Reproduce el fragmento seleccionado desde "Nos reuníamos en" hasta "que nos rodeaba.", ambos incluidos, y cambia "expedición" por "excursión".

Fragmento seleccionado.
⁂

En tránsito
Eduardo Jordá
Mon petit amour
EN la puerta de la plaza y en algunos puestos de frutas las venden. Las hay de dos tamaños, en bolsitas de plástico anudadas, y a un euro. La azofaifa es el fruto del azofaifo (ziziphus ziziphus). Recuerdo que la llamábamos "jofefa" o "azofefa", no había unanimidad. Ese pequeño fruto tiene un sabor peculiar a manzana verde o a perillo crujiente cuando está de color marón rojizo brillante. Cuando madura y se arruga cambia de sabor, y es cuando más gustan.
En mi niñez, las azofaifas eran también una aventura además de un fruto. En aquellos largos días de verano de pantalón corto y camiseta de naranjito, los niños de la Soledad siembre buscábamos algo en lo que ocupar las mañanas o las tardes. Siempre nos inventábamos algo que hacer en una ciudad todavía entonces, casi inexplorada y para nosotros, por descubrir.
En el motocrós que había cerca del cementerio, donde ahora hay un parque, junto a la ermita de la soledad, había un azofaifo. Aquello más que un árbol era un inmenso arbusto espinoso y laberíntico en el que los niños nos metíamos, con movimientos lentos como los camaleones para no pincharnos ni arañarnos demasiado. En cualquier caso, por aquel entonces, tener arañazos o "matauras" en codos y rodillas era lo normal. No habría imaginado de pequeño un amigo sin un arañazo, su buena postilla en la rodilla o su brechita en la barbilla, con su par de puntos de sutura zurcidos en el ambulatorio, y que se exhibían a modo de galones. Una vez dentro del laberinto de espinas, el fruto, escaso y diseminado, te obligaba a estirarte en posturas imposibles para alcanzar con la punta de los dedos la pequeña y dulce manzanita. Algunos llevaban un plastiquito, pero yo me las metía directamente en la boca, utilizando mi estómago como el mejor y permanente almacén.
El verano daba para mucho. No había móviles a los que pegarse, ni play, ni nada de eso. (Todavía no le habían regalado a mi amigo Julio el videojuego que se conectaba a la tele y con el que se podía jugar al tenis con un punto blanco y dos rayitas que se movían arriba y abajo).
Nos reuníamos en la calle que hacía también la función de patio de vecinos, y nos conjurábamos para correr alguna aventura. ¿Quillo qué hacemos?, decía uno en tono de provocación. Sin que las madres nos vieran mangábamos de nuestras casas un cuchillo de cocina (yo cogía uno de punta redonda pensando que era menos pecado) y nos íbamos de expedición por las huertas, las salinas y la Chiclana salvaje a nuestro ojos y que nos rodeaba.

⁂

Datos proporcionados.
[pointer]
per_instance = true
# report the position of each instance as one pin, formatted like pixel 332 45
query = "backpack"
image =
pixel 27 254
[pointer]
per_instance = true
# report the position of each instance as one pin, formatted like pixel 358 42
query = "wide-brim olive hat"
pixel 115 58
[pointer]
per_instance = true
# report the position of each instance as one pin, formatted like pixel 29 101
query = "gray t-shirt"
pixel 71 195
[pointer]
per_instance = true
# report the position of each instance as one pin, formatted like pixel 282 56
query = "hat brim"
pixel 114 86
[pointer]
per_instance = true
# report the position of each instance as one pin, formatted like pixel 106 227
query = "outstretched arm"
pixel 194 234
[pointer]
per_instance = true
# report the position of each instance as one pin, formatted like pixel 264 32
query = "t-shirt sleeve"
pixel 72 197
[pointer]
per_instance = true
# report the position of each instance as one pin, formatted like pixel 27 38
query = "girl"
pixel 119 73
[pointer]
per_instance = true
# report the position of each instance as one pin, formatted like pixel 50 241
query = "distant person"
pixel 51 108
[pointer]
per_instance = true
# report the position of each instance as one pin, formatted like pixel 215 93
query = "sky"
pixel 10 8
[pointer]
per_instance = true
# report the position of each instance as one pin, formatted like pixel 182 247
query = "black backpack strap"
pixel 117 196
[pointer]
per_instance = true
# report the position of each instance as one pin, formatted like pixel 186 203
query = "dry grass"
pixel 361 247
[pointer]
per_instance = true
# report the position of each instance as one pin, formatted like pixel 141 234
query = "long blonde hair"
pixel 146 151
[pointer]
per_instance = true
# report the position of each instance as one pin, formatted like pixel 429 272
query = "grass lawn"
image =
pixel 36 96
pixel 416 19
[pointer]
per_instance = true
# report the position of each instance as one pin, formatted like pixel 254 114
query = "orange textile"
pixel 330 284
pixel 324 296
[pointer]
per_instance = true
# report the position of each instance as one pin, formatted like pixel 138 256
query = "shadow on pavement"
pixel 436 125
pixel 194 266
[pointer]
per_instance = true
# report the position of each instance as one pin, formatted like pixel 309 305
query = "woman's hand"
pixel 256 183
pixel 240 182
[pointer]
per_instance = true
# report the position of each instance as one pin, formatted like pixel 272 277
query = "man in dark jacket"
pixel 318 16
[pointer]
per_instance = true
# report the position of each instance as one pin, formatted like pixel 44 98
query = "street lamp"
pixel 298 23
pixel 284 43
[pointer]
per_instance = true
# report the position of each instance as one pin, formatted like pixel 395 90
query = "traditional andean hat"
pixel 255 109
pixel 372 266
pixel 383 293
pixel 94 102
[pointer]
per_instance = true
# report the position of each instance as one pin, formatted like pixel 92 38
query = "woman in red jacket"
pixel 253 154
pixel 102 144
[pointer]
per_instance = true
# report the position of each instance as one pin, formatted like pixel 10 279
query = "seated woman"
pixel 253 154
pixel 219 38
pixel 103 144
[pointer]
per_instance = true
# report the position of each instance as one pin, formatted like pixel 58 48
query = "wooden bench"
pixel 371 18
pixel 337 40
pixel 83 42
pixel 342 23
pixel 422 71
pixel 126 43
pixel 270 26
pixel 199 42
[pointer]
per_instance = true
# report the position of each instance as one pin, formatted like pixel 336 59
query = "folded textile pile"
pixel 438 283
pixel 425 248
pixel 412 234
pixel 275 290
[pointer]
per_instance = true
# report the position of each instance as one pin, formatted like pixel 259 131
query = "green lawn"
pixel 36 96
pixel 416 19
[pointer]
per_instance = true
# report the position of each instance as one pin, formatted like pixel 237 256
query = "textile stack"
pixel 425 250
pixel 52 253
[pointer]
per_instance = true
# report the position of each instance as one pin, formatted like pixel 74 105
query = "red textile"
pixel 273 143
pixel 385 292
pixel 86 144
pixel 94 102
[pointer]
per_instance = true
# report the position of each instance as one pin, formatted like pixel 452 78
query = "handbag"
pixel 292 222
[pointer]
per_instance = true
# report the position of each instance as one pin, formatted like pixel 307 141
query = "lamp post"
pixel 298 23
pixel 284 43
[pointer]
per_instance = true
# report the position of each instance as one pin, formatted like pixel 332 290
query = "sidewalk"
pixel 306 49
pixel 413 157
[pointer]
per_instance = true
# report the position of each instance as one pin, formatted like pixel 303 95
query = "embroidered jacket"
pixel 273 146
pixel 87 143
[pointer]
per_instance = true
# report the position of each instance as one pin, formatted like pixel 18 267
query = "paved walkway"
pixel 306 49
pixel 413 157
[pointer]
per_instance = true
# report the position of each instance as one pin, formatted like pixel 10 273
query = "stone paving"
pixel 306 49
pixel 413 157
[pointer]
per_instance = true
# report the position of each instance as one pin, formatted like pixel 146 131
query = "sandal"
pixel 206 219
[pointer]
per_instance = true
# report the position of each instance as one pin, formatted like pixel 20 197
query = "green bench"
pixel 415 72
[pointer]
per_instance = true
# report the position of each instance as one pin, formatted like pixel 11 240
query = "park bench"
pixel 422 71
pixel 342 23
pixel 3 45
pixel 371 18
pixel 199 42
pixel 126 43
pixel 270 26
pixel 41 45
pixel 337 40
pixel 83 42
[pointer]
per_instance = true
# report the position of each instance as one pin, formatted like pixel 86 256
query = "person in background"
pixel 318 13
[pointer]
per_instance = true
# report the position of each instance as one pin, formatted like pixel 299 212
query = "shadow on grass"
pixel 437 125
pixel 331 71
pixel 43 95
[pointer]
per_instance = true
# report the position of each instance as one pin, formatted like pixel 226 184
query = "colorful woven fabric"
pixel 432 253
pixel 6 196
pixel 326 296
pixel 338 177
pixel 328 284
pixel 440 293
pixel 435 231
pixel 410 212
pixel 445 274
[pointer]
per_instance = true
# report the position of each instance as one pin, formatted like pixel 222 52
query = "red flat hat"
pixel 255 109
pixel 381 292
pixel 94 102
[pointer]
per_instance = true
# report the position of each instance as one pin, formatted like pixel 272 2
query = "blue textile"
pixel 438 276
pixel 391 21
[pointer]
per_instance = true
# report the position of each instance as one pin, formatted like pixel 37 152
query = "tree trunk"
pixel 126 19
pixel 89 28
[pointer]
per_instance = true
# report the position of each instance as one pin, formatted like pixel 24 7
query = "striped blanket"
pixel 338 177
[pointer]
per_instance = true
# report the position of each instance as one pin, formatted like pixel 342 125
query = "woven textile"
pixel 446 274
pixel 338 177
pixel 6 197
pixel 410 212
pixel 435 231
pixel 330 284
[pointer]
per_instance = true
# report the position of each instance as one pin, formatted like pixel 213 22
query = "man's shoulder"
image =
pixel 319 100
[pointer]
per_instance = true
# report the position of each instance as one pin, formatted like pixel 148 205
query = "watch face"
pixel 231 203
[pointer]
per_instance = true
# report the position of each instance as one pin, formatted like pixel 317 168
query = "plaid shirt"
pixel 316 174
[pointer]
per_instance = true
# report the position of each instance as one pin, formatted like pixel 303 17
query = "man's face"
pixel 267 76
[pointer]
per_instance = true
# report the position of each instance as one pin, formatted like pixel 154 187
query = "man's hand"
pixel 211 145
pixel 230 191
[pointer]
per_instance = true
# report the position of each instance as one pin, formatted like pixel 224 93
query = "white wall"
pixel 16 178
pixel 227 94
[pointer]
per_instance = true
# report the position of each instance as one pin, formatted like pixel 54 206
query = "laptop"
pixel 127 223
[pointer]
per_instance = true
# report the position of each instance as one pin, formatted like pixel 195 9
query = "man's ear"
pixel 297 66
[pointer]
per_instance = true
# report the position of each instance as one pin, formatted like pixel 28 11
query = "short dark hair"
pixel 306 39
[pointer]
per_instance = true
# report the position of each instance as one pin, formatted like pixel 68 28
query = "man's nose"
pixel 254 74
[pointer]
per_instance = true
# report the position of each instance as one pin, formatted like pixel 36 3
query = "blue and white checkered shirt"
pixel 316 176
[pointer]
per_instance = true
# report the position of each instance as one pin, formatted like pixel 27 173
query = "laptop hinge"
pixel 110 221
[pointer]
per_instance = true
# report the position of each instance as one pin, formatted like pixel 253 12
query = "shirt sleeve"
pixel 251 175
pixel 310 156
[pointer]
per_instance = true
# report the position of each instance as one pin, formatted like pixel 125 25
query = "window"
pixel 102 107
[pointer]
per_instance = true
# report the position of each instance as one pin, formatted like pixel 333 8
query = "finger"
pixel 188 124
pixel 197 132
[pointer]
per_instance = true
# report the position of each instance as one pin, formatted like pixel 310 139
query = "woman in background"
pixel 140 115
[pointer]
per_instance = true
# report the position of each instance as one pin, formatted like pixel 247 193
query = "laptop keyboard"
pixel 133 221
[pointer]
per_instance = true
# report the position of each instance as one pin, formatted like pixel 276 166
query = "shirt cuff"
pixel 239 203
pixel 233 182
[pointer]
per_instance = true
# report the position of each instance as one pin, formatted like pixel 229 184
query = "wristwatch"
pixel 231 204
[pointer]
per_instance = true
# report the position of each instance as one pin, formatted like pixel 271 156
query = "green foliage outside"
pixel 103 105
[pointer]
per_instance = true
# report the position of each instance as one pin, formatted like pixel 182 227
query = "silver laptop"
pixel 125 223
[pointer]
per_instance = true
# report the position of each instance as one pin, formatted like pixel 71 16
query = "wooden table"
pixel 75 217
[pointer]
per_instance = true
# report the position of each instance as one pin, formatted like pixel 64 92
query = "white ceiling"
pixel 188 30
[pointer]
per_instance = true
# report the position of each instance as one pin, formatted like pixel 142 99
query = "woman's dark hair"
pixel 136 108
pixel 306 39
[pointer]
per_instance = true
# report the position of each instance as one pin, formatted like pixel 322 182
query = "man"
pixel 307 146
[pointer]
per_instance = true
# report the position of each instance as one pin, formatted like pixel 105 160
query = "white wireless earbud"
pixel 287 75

⁂

Respuesta completa.
Nos reuníamos en la calle que hacía también la función de patio de vecinos, y nos conjurábamos para correr alguna aventura. ¿Quillo qué hacemos?, decía uno en tono de provocación. Sin que las madres nos vieran mangábamos de nuestras casas un cuchillo de cocina (yo cogía uno de punta redonda pensando que era menos pecado) y nos íbamos de excursión por las huertas, las salinas y la Chiclana salvaje a nuestro ojos y que nos rodeaba.